Please count the lines of the records below that contain the string "dirt", treating uppercase and lowercase as different, and reply with the number only.

* START Source records *

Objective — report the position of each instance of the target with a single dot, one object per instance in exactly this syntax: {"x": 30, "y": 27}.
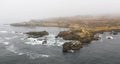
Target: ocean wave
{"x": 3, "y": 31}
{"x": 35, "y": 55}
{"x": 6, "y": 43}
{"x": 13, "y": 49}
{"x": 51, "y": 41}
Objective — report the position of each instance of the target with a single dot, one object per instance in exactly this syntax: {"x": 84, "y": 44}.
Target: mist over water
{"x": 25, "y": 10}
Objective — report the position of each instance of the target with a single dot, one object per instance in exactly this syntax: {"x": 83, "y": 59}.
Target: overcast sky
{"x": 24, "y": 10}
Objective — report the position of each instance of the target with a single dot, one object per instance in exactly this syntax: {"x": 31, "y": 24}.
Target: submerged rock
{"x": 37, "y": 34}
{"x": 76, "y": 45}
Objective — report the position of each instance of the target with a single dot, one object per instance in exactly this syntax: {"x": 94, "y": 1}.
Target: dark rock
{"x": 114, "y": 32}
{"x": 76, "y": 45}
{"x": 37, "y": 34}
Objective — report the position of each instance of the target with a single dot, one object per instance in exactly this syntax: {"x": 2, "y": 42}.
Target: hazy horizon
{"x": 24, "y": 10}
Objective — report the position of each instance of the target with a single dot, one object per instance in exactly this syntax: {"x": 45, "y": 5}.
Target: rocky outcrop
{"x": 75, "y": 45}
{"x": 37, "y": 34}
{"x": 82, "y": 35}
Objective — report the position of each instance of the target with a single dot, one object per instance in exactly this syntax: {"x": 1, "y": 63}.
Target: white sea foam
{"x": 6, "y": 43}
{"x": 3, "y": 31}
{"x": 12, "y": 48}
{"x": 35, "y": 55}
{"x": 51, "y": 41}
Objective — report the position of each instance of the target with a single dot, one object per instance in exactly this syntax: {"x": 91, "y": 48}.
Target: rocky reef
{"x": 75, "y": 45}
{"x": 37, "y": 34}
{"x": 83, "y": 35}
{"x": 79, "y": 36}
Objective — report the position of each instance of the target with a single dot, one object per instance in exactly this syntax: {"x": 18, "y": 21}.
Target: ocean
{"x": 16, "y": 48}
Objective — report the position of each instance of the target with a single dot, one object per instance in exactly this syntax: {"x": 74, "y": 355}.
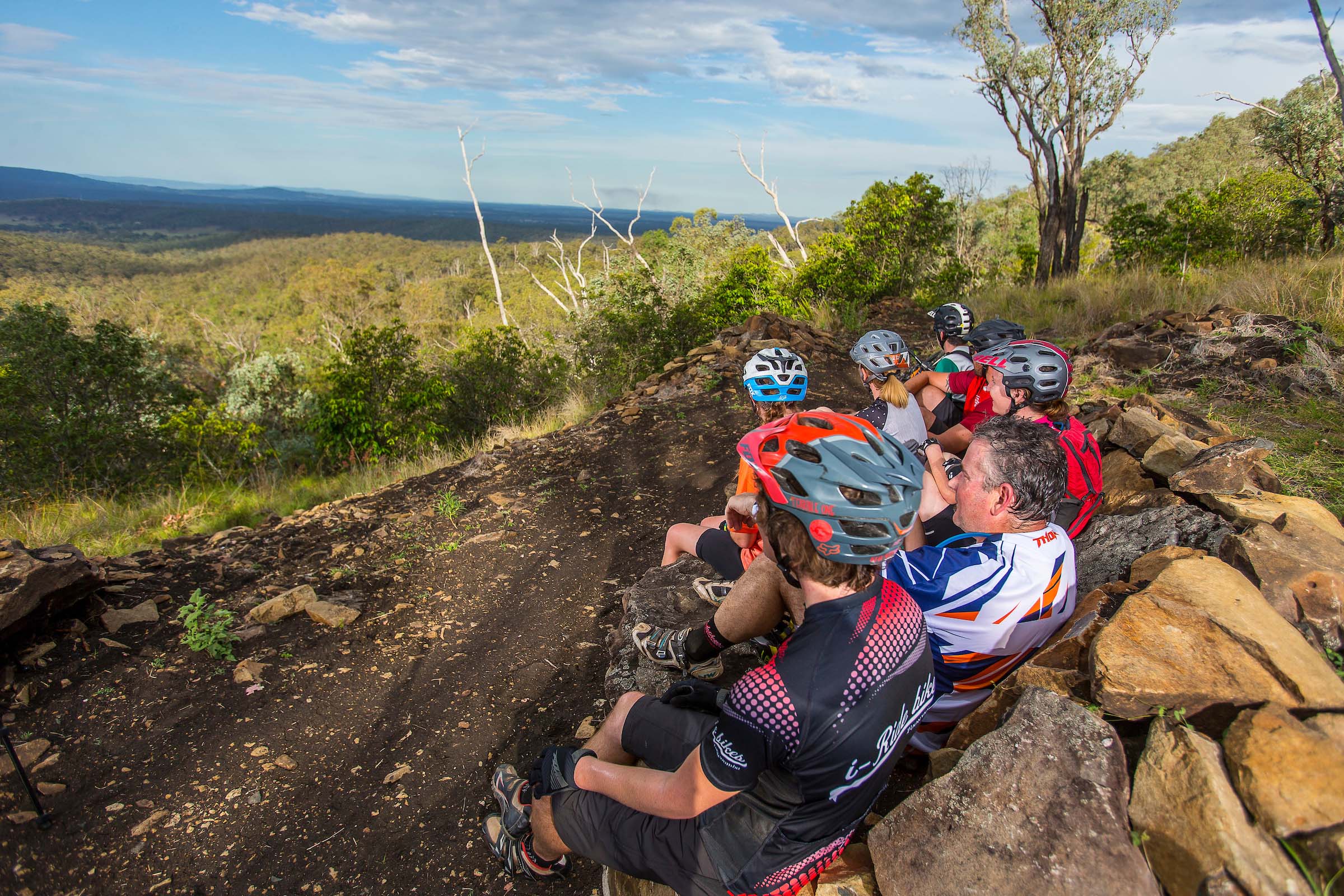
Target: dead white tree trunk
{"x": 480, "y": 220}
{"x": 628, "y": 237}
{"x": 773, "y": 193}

* END Source records *
* START Source records *

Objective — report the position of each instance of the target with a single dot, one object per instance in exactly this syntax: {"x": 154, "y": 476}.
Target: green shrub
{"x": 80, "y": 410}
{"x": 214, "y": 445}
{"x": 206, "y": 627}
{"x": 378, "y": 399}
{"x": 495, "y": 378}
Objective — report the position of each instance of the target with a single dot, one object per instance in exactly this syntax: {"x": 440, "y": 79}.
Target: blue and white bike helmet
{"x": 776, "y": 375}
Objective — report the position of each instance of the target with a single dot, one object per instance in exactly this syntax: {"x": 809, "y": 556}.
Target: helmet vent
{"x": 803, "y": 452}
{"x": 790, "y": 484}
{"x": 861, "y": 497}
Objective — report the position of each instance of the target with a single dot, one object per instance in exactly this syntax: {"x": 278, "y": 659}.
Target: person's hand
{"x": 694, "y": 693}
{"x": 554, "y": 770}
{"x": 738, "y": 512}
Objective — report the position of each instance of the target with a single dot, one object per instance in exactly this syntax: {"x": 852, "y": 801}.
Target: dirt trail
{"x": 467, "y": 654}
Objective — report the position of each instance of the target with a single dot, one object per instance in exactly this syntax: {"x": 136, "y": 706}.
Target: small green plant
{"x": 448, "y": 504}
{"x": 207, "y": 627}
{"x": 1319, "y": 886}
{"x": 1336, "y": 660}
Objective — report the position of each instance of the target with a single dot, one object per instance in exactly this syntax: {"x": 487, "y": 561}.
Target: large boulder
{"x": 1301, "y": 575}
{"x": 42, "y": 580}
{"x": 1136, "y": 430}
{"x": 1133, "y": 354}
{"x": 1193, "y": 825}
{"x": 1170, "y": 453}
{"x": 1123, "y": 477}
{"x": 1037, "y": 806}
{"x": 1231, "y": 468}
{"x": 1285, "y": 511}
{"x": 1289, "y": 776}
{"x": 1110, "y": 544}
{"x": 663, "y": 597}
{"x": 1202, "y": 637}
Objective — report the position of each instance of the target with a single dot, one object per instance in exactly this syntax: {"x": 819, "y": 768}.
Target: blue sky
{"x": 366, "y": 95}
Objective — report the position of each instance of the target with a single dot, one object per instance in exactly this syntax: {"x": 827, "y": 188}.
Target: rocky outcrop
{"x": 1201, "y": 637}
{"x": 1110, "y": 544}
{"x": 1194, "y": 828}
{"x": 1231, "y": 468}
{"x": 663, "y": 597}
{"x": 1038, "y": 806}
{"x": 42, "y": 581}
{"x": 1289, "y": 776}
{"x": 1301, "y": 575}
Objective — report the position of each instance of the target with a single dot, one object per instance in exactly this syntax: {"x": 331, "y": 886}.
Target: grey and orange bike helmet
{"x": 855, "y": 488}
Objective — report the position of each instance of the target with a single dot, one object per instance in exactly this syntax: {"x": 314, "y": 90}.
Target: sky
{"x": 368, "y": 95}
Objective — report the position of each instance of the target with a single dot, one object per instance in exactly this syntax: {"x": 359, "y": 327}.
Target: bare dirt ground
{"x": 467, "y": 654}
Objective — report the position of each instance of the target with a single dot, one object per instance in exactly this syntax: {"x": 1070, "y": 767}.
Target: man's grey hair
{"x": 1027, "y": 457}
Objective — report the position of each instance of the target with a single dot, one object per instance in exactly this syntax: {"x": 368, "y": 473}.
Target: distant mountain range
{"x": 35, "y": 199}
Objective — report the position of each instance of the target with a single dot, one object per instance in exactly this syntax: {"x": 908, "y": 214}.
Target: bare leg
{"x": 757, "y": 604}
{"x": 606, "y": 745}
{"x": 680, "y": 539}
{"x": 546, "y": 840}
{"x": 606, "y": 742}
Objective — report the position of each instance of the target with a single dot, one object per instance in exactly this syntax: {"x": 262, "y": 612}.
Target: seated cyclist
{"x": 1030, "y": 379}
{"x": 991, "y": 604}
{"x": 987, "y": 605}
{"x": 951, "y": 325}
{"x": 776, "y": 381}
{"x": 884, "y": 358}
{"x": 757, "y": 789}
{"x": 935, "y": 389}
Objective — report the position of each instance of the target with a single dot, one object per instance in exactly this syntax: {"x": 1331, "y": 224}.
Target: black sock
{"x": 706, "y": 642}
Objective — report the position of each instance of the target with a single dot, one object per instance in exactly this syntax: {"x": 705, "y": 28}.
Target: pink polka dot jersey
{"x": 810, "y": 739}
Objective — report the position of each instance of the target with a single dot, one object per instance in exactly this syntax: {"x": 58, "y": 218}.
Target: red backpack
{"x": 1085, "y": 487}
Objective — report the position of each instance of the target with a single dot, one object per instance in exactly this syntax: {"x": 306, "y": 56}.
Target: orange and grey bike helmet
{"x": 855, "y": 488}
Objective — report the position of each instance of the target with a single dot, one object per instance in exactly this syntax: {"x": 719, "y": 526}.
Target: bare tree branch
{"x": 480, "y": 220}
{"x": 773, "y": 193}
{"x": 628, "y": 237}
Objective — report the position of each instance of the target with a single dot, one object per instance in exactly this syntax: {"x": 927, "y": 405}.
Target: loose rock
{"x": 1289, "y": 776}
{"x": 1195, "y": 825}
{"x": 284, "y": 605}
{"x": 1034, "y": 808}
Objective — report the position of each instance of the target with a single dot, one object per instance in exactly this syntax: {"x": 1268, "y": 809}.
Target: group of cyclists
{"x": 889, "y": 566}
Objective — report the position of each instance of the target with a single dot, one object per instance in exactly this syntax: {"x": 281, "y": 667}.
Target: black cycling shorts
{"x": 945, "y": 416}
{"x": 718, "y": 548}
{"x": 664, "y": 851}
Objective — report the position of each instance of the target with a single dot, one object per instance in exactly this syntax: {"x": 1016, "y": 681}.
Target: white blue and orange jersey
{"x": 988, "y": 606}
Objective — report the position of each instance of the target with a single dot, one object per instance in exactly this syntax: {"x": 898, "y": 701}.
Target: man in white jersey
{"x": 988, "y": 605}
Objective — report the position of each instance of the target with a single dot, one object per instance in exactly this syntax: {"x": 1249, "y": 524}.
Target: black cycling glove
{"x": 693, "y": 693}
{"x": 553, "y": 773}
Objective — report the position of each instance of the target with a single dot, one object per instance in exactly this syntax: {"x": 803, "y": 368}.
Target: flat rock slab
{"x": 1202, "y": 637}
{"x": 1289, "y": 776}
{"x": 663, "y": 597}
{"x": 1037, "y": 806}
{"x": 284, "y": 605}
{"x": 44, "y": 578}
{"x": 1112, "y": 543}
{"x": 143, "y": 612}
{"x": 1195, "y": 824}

* END Source records *

- **Answer to the exercise**:
2